### Tasks for this exercise
1. In the passage on Cole Bassett's goal against New England, rewrite the part that begins with the words "Coming out of" and ends with "emphasized the latter.", replacing "Revs" with "Revolution".
2. Continue the passage on Cole Bassett's goal against New England from its final sentence.

### Reading text
Coming out of halftime against the New England Revolution last Saturday, Cole Bassett knew something needed to change.

The Rapids had entered the mid-game break in a scoreless stalemate with the Revs, but something felt off. The chances weren't there in the first half. The rhythm of the game wasn’t there. Bassett joked after the 2-1 win that it felt like they forgot how to even play soccer to start the game.

But there’s accepting that something is wrong and then there’s doing something about it. Bassett emphasized the latter.

“We said at halftime, ‘All right, we didn't have the best half, but, you know, come out with energy these first 10 minutes. Try to impose a little bit on them,’” Bassett said.

Less than three minutes into the second half, the Rapids had an early chance to put the words to practice. A foul in the attacking third gave the club a chance at a dangerous set play. Midfielder Connor Ronan, the free-kick taker, waved his hand in the air to signal the start of the play.

By design, the set-play formation was intended to give an option for anyone in the box to score. Even if Ronan had mishit the cross, the play had Rapids players positioned in multiple areas to cover a mistake and create a chance.

“(Rapids goalkeeper coach Chris) Sharpe dials those up,” Bassett explained. “So, I just make my run, and if it goes in my area, I'm meant to score.”

There was little reason to cover for a mistake, however. A perfect cross from Ronan found Bassett making a run toward the goal in the center of the box, Ronan’s chosen target. The ball made clean contact to Bassett’s head before propelling into the back of the net. It was the opening goal of the game.

For Bassett, it was cathartic.

The Rapids had gone five league games without a goal, and the significance of an early breakthrough was not lost on him or the rest of the team.

“I hope that for the coaching staff, I hope it brought them belief,” Bassett said. “And you could tell on the field as well, even for myself, I thought I played a pretty bad first half, so I had to come out second half and kind of change that, and I started hot, and (the goal) just got my confidence going. Then for the rest of the half, it was good.”

Belief isn’t something that can be swayed with words alone, but rather, with action. It’s something that’s hard to come by in the midst of a losing streak, one that ultimately ended with the dismissal of four-year head coach Robin Fraser. But to Bassett, his goal offered a spark to help the team buy in, to believe in the tactics that interim head coach Chris Little had put in place. When Little joined the club as an assistant coach ahead of the 2021 season, Bassett felt a connection with the coach right away.


The American midfielder had been called to the U-20 U.S. Men’s National Team when they were training in Mexico in 2021. After he returned to Colorado, he was mandated a quarantine period due to policies around the COVID-19 pandemic.

### Provided material
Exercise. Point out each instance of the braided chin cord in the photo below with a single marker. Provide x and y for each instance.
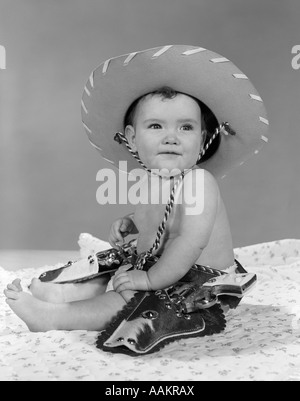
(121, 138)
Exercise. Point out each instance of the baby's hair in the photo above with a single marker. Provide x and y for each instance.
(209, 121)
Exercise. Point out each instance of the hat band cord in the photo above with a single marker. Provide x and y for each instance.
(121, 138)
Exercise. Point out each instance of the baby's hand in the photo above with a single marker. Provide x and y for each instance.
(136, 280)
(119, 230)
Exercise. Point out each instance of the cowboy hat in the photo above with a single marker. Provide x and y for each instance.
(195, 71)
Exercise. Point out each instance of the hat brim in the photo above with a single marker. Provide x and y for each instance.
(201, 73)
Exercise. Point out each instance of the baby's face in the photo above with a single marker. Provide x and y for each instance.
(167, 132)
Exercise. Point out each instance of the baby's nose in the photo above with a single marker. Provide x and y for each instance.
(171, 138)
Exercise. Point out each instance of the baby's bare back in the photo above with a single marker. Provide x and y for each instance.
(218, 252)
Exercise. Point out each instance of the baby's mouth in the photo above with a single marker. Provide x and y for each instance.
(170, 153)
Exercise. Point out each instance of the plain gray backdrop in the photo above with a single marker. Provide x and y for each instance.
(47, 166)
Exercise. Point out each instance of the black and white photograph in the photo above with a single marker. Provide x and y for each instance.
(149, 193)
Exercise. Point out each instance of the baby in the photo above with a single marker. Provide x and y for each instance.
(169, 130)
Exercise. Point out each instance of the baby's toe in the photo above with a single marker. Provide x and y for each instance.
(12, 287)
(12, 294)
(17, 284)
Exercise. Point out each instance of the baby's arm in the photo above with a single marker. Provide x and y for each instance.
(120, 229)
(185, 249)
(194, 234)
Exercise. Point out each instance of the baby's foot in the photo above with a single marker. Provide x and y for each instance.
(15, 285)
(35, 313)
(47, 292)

### Results of the exercise
1.
Coming out of halftime against the New England Revolution last Saturday, Cole Bassett knew something needed to change.

The Rapids had entered the mid-game break in a scoreless stalemate with the Revolution, but something felt off. The chances weren't there in the first half. The rhythm of the game wasn’t there. Bassett joked after the 2-1 win that it felt like they forgot how to even play soccer to start the game.

But there’s accepting that something is wrong and then there’s doing something about it. Bassett emphasized the latter.

2.
“I couldn't train with the team for about five to six days,” Bassett said. “And (Little) was the guy that trained with me individually during that time period.”

That was the first moment the two established a relationship. The two of them would work together in video sessions, through training. When Bassett was playing below his standard of play, Little didn’t hold back.

“I remember a couple years ago, before I left for Europe, he kind of got on me,” Bassett said. “He said, ‘If you keep playing like this, you're not getting back in the national team.’ And that's the kind of person I like.”

Before, Bassett might have gotten frustrated by a poor first half and let it affect him going into the second half. But with more responsibilities on his shoulders, the homegrown midfielder understands the weight of his role and the maturity that comes with it. When the team was searching desperately for a breakthrough, Bassett made it happen. When forward Calvin Harris scored the game-winning goal, Bassett was the first one running to him, cheering on his teammates as they look to end the season on a positive note.

Even when the team fell to a two-goal hole in Wednesday's match against Seattle, Bassett didn’t relent. He noted after the game the second goal conceded was in part his fault, but it didn’t deter him.

As the clock started to climb near the end of the game, Bassett was determined to help change the tides, scoring at the 80th minute to put the team back into the game. Although the club was unable to find an equalizer Wednesday, the perseverance led by Bassett was a prime example of the impact he hopes to make for the team.

It’s the trust that Bassett earned with his history with Little and an opportunity Bassett plans to make the most of — Saturday and Wednesday’s goals being just the start.

“I need to take that trust that (Little) gives me on my shoulders and continue to lead the team.”